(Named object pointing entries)
★ ★ ★ ★ ★ ★ ★

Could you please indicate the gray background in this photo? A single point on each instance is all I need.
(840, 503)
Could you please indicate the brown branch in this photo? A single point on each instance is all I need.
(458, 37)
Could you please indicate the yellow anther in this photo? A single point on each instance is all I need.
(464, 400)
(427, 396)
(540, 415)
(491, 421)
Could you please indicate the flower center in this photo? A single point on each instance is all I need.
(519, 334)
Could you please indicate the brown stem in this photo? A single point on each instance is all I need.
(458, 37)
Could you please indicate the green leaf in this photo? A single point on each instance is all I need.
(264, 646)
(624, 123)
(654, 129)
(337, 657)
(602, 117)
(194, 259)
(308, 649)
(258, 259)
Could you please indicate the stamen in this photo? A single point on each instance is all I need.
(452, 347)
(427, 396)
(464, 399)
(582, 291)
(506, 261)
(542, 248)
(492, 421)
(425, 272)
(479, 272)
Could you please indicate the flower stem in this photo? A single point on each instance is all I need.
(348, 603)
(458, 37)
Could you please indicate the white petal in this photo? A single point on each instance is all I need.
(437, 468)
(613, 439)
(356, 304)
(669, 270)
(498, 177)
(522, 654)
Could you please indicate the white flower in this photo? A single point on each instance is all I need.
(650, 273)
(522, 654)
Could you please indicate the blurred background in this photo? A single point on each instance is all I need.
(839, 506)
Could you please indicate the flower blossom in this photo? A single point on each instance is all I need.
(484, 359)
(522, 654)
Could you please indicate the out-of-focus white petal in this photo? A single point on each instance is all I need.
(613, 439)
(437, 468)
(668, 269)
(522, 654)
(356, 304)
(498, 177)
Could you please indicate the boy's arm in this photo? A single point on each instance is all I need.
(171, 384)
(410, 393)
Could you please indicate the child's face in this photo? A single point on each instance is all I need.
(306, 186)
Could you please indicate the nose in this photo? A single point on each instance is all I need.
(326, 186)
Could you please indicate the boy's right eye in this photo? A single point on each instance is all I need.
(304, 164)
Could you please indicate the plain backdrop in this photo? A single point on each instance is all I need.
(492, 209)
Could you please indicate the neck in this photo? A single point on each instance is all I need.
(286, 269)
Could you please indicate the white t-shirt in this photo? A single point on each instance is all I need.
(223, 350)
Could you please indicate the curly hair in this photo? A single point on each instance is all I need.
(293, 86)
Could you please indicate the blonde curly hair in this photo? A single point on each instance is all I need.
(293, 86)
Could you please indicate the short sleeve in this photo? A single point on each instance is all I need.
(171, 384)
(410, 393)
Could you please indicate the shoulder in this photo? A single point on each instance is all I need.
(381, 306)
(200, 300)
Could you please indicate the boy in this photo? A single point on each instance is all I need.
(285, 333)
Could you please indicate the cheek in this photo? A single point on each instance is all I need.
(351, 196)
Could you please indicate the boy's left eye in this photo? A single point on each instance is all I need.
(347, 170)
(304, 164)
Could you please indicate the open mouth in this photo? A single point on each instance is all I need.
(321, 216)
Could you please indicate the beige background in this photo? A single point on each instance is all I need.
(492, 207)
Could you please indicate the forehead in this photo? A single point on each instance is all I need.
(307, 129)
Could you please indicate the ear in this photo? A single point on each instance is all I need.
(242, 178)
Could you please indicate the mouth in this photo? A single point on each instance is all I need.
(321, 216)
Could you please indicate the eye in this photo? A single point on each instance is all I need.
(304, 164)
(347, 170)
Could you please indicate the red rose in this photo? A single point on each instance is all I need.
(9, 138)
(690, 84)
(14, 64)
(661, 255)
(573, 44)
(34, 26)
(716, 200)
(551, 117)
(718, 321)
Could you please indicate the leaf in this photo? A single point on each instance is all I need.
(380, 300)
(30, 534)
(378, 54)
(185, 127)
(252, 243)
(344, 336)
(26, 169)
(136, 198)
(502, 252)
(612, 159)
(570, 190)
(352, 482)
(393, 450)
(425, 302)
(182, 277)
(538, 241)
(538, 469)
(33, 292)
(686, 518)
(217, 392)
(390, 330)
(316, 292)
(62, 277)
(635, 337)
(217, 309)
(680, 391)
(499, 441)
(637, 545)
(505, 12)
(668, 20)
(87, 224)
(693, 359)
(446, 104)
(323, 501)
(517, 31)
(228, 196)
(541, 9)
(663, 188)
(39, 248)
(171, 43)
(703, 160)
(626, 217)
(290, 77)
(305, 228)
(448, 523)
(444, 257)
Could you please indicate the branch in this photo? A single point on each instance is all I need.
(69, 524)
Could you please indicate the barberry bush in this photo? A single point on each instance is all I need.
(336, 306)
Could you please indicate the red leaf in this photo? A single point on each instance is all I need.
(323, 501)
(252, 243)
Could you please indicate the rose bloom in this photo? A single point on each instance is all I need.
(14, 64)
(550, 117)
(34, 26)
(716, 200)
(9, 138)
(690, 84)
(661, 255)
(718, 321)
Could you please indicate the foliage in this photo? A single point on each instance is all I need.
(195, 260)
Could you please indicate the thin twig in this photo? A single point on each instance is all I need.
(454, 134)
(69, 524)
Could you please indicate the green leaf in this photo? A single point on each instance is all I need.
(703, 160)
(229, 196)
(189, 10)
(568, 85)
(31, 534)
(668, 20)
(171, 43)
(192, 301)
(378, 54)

★ ★ ★ ★ ★ ★ ★

### Do this
Please repeat the material above, word for word and in full.

### Full solution
Could you please indicate the gray background in this photo? A single point on each instance is all I need.
(840, 503)
Could you please indicate the brown branch in this photo? A single point on each instance is all I need.
(458, 37)
Could you please indicate the yellow anther in this photo? A single point on each instance is all I need.
(464, 400)
(427, 396)
(540, 415)
(491, 421)
Could you please indicate the flower center in this photo? A single point on each instance is all I need.
(519, 334)
Could you please indicate the brown stem in this photo? A single point on each instance is all I need.
(458, 37)
Could you please indicate the green leaf in this photo? A single point on each instance is all I need.
(264, 646)
(624, 123)
(654, 129)
(337, 657)
(602, 117)
(194, 259)
(308, 649)
(258, 259)
Could you please indicate the stamen in this photo? A single point on each instance is all I need.
(452, 347)
(427, 396)
(464, 399)
(582, 291)
(506, 261)
(542, 248)
(492, 421)
(425, 272)
(479, 272)
Could you please indicate the flower stem in this photo? A single point on each instance is all I need.
(348, 603)
(458, 37)
Could you please indicate the white petal in this photo? A single point on each instance is all I need.
(437, 468)
(613, 439)
(356, 304)
(669, 270)
(498, 177)
(522, 654)
Could you please indicate the white flower in this photo? A single point on each instance is all I need.
(650, 273)
(522, 654)
Could you please indicate the blurred background in this photo? A single point on each instance is all I need.
(839, 506)
Could you please indicate the flower blossom in this photo? A single point on each instance is all I need.
(484, 359)
(522, 654)
Could you please indicate the out-of-focus white petal in this photo? A single point on each instance is all I need.
(613, 439)
(437, 468)
(668, 269)
(522, 654)
(356, 304)
(498, 177)
Could you please indicate the boy's arm in this photo? A single point on each instance is all I need.
(171, 384)
(410, 393)
Could you please indicate the child's face in this photo? A single point on each instance is all I need.
(306, 186)
Could you please indicate the nose in this photo? A single point on each instance is all I need.
(326, 186)
Could you please indicate the boy's right eye in this photo? A single point on each instance is all I need.
(304, 164)
Could you please indicate the plain backdrop in this photo? A single point on each instance is all I need.
(492, 209)
Could you please indicate the neck in this photo? A single point on each instance is all I need.
(286, 269)
Could you please indicate the white t-shirt in this photo? A single point on each instance is all I need.
(223, 350)
Could you please indicate the curly hair in this photo? A single point on each instance is all I need.
(293, 86)
Could you please indicate the blonde curly hair in this photo? A single point on each instance is all I need.
(293, 86)
Could you please indicate the short sleeve in this photo? A single point on each instance is all I need.
(171, 384)
(410, 393)
Could you please indicate the shoulder in this photo? A single point on each instance is all I need.
(381, 306)
(200, 300)
Could you please indicate the boy in this photo? A single point on each instance is all I need.
(285, 333)
Could you please indicate the cheek in this photo? A single point on each instance is all I need.
(351, 196)
Could you please indicate the boy's left eye in this photo? A single point on each instance is all I need.
(347, 170)
(304, 164)
Could you please indicate the open mouth in this photo? A single point on each instance is all I need.
(321, 216)
Could you please indicate the beige background in this photo? A single point on each instance is all I need.
(492, 207)
Could you please indicate the forehead in this photo? A single point on each instance is all I need.
(307, 129)
Could you please indicate the ear in this photo? A single point on each instance is all I need.
(242, 178)
Could you please indicate the mouth in this photo? A single point on each instance is all I need.
(321, 216)
Could you please indicate the eye in this photo? A single point on each instance is all I need.
(304, 164)
(347, 170)
Could you please indicate the red rose in this photo? A single point on each instance is all I need.
(9, 138)
(690, 84)
(14, 64)
(661, 255)
(573, 44)
(34, 26)
(716, 200)
(551, 117)
(718, 321)
Could you please indicate the leaf in this photo? A single point on each instance is all I need.
(380, 300)
(30, 534)
(378, 54)
(185, 127)
(252, 243)
(344, 336)
(26, 169)
(136, 198)
(502, 252)
(612, 159)
(570, 190)
(352, 482)
(393, 450)
(425, 302)
(182, 277)
(538, 241)
(538, 469)
(33, 292)
(686, 518)
(217, 392)
(390, 330)
(316, 292)
(62, 277)
(635, 337)
(217, 309)
(680, 391)
(499, 441)
(637, 545)
(505, 12)
(668, 20)
(87, 224)
(693, 359)
(446, 104)
(323, 501)
(517, 31)
(228, 196)
(541, 9)
(663, 188)
(39, 248)
(171, 43)
(703, 160)
(626, 217)
(290, 77)
(305, 228)
(448, 523)
(444, 257)
Could you please indicate the branch in this photo? A single point on each instance is all I need.
(69, 524)
Could you please indicate the barberry bush in this photo? A single point on each instance is all I need.
(336, 306)
Could you please indicate the red leaf in this photo? A single point on each instance is all I need.
(323, 501)
(252, 243)
Could you please indicate the rose bloom in this photo? A single point on each instance is all I need.
(14, 64)
(550, 117)
(34, 26)
(716, 200)
(9, 138)
(690, 84)
(661, 255)
(718, 321)
Could you please indicate the foliage in this photo? A single point on each instance is all I need.
(195, 260)
Could you please indicate the thin twig in this photo? A single point on each instance is all I need.
(454, 134)
(69, 524)
Could you please indicate the green leaf in this photo? A single point on each instance is all I need.
(703, 160)
(229, 196)
(189, 10)
(568, 85)
(31, 534)
(668, 20)
(171, 43)
(192, 301)
(378, 54)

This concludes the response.